AccuFas was introduced as a pilot technology in an undisclosed mid-sized suburb looking to reduce its ammonia levels. It addressed a difficult challenge of, on the one hand, keeping ammonia levels low enough but not too low that it fails to disinfect the water supply. AccuFas removed enough ammonia to avoid disinfectant byproducts (DBPs) that it produces while also continuing to disinfect water.
How does ammonia enter the water supply?
Ammonia enters a water source due to naturally occurring or human processes. It comes from naturally occurring sources:
- Decomposed plants and animals
- Animal waste
- Forest fires
It also shows up in the water supply from human actions and processes:
- Agricultural run-off
- Water treatment plants
- Sewage leaks
In the US, there is no standard way to keep human-related ammonia contributions in check.
Ammonia in water: lack of regulation
The regulation of ammonia levels in the US water supply is limited and inconsistent at best.
Federal regulations are in place in the US to monitor point source dischargers of water pollutants that may include ammonia. Point source dischargers are obvious sources of pollution that are traced to specific places, such as factory wastewater pipes. Ammonia contamination from those sources is, therefore, easier to find and reduce.
However, these regulations do not and cannot cover non-point source dischargers, which are more ambiguous sources of ammonia. Runoff is an example of a non-point source discharger because it is unclear where it came from. Possible sources include farmland, construction, lawns, and others.

DATA LINES =>
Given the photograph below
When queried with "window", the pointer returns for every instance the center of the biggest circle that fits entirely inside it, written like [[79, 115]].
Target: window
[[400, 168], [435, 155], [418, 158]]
---
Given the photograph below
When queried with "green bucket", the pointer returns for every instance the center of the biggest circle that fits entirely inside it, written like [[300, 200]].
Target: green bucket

WORK TO COMPLETE =>
1. Answer these questions from the text on ammonia in water:
(a) Which naturally occurring sources of ammonia does it list?
(b) What example does it give of a point source discharger?
(c) Why does it call runoff a non-point source discharger?
2. Carry on the text about ammonia in water, beginning after its final sentence.

EXERCISE ANSWERS =>
1.
(a) Decomposed plants and animals, animal waste, and forest fires.
(b) Factory wastewater pipes.
(c) Because it is unclear where it came from.

2.
Because it’s not clear where exactly the ammonia comes from in some instances, it makes it difficult, if not impossible, to regulate non-point source discharges. For that reason, ammonia can still enter the water supply.
The EPA provides a general aspiration to follow. Its most recent guidance from 2013 recommends no more than “17 mg Total Ammonia Nitrogen (TAN) per liter at pH 7 and 20°C for a one-hour average duration, …” Ammonia levels cannot exceed this amount more than once on average during a three-year period.
As an additional measure in the 2013 report, the EPA limits ammonium to “1.9 mg TAN/L at pH 7 and 20°C for a 30-day average duration.” As with the previous measure, ammonia levels may not go above 1.9 mg TAN/L more than once on average over the course of three years.
However, these are merely recommendations from the EPA; there are no strict regulations, let alone enforcement of ammonia levels in the US. The EPA defers to individual states in regulating ammonia in water sources:
“EPA’s recommended water quality criteria are not rules, nor do they automatically become part of a state’s water quality standards. States must adopt into their standards water quality criteria that protect the designated uses of the water bodies within their area.”
Ammonia in small amounts indeed plays an important role. It disinfects the water we drink. However, the loose regulatory framework for controlling its concentrations makes it just an option for local and state-level environmental agencies to adopt. This opt-in model depends on individual states. It thus prevents consistently-balanced levels of ammonia in drinking water across the country.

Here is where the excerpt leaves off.